Items listed in a dataset

====================

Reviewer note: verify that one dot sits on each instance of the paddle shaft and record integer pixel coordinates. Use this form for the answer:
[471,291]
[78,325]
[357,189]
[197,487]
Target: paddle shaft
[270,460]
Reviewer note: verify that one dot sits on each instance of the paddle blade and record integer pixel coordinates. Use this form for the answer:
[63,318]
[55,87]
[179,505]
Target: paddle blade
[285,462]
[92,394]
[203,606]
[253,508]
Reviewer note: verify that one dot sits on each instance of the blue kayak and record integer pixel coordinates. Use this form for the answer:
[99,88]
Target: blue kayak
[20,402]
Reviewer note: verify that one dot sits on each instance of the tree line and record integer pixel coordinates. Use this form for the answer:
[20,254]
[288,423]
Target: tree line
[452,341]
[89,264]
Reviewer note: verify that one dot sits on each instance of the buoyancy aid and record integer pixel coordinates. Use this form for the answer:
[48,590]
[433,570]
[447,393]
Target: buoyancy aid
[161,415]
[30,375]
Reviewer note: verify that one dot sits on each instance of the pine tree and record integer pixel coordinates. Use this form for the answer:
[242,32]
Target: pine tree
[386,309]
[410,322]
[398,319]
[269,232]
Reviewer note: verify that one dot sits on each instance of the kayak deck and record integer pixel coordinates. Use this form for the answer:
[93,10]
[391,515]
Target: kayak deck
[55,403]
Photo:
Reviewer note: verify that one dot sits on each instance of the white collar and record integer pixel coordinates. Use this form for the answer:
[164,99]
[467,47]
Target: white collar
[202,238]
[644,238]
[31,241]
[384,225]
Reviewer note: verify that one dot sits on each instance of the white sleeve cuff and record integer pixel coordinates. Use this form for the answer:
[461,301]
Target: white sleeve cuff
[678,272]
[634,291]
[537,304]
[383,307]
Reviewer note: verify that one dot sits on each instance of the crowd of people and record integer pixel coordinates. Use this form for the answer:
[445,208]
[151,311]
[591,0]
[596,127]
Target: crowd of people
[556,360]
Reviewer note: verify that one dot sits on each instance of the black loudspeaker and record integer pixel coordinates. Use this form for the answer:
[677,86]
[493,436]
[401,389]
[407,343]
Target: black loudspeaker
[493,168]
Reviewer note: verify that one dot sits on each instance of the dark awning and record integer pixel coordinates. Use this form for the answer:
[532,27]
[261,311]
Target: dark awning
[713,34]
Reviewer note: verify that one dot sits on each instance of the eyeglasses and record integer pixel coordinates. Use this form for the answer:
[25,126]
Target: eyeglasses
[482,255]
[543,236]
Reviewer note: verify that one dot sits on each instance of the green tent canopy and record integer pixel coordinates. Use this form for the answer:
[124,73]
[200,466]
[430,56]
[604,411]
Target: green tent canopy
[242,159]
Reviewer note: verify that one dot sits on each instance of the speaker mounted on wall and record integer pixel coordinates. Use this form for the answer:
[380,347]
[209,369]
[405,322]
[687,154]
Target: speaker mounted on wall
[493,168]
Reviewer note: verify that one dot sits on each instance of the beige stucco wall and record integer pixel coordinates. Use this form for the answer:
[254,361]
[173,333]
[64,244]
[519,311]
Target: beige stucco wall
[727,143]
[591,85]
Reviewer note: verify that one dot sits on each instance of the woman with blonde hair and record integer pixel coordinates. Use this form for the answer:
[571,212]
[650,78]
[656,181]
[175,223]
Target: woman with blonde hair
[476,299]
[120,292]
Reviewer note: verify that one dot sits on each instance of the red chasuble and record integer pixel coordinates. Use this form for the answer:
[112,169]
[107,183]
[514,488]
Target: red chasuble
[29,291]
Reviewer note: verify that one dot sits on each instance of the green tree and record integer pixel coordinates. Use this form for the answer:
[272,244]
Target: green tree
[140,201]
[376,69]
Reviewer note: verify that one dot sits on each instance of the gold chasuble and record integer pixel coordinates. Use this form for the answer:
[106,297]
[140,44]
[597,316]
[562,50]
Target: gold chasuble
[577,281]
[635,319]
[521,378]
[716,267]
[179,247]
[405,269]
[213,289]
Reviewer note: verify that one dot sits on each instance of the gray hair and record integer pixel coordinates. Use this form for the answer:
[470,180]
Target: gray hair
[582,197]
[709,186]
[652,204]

====================

Task description
Every line of the records above needs to be given again exactly.

Full output
Reviewer note: verify that one dot sits on each instance of the paddle shaft and record integer pixel coordinates. Use this form for the answer:
[471,291]
[78,325]
[357,189]
[197,487]
Target: paddle shaft
[270,460]
Reviewer note: verify that one dot sits on each instance of the paddle blade and record integer pixel coordinates. Use this form for the answer:
[63,318]
[55,87]
[179,505]
Target: paddle blade
[285,462]
[92,394]
[203,606]
[253,508]
Reviewer note: verify that one dot sits on each instance of the blue kayak and record integer pixel coordinates. Use this form for the answer:
[99,88]
Target: blue kayak
[20,402]
Reviewer note: verify that one dot sits on each instance of the tree line and record integer pixel coordinates. Use this form for the answer:
[20,254]
[288,423]
Target: tree line
[452,341]
[89,264]
Reviewer note: verify that one dot sits on each instance of the buoyancy aid and record integer pixel coordinates. Use this form for the answer:
[48,590]
[433,570]
[447,393]
Target: buoyancy aid
[161,415]
[30,375]
Reviewer note: verify that one dot sits on each instance of the pine tree and record integer pixel coordinates. Use this form for the answer:
[242,32]
Target: pine tree
[386,309]
[410,322]
[398,319]
[269,232]
Reviewer note: verify that one dot sits on each instance of the kayak deck and record integer pixel coordinates. Use this form for the answer:
[93,10]
[391,515]
Target: kayak deck
[55,403]
Photo:
Reviewer note: verify that one dot sits on each instance of the white collar and record integer pixel coordinates. Use this form for the answer:
[164,99]
[467,47]
Target: white collar
[202,238]
[644,238]
[31,241]
[384,225]
Reviewer note: verify that one dot sits on each instance of the white sleeve cuff and record integer pixel coordinates. Use this form for the answer:
[461,301]
Target: white sleeve cuff
[678,272]
[634,291]
[537,304]
[383,307]
Reviewer note: verify that one dot sits on each instance of the crowd of people and record integer pixel coordinates. Use this form for the answer:
[445,208]
[151,311]
[591,0]
[596,127]
Target: crowd of people
[556,360]
Reviewer note: verify that one dot sits on each instance of the black loudspeaker and record integer pixel coordinates. Use this form for the answer:
[677,86]
[493,436]
[401,389]
[407,343]
Target: black loudspeaker
[493,168]
Reviewer note: verify that one dot sits on each instance of the dark awning and record integer pixel coordinates. Use this form for the answer:
[532,27]
[261,311]
Target: dark awning
[713,34]
Reviewer note: verify that one dot sits on each instance of the eyeglasses and record integer pixel coordinates. Use this form for the answer:
[25,126]
Target: eyeglasses
[482,255]
[543,236]
Reviewer note: verify that one dot sits on each instance of the green tent canopy and record integer pixel coordinates. Use this form for the answer:
[124,73]
[200,466]
[430,56]
[604,411]
Target: green tent canopy
[242,159]
Reviewer note: verify that one dot sits on each instance of the speaker mounted on wall and record integer pixel coordinates. Use this form for the answer:
[380,347]
[209,369]
[405,322]
[687,154]
Target: speaker mounted on wall
[493,168]
Reviewer note: verify that one dot sits on each instance of the beige stucco wall and record integer pixel coordinates. Use this form for the answer:
[254,361]
[173,333]
[64,244]
[519,311]
Target: beige stucco wall
[727,143]
[591,85]
Reviewer note: verify that one dot sits on each instance of the woman with blonde hair and record integer pixel coordinates. Use this form for the answer:
[571,212]
[650,78]
[656,181]
[175,223]
Target: woman with blonde hair
[476,299]
[120,292]
Reviewer note: verify that one dot sits on each instance of the red chasuble and record integer pixel coordinates. Use this form for the answer:
[112,169]
[107,183]
[514,488]
Target: red chasuble
[29,291]
Reviewer note: verify that one dot sits on each instance of the green tree and record integer pixel coordinates. Use this form for the answer:
[272,244]
Target: green tree
[140,201]
[376,69]
Reviewer note: verify that one dot sits on each instance of the gold chasuble and record integer pixel coordinates. Use this form for the answer:
[106,297]
[140,44]
[597,316]
[562,50]
Target: gold chasuble
[577,281]
[635,319]
[521,378]
[716,267]
[179,247]
[405,269]
[213,289]
Reviewer note: verify that one dot sits on each instance of the gray hair and record integer pixel coordinates. Use this form for the answer:
[470,180]
Target: gray hair
[582,197]
[709,186]
[652,204]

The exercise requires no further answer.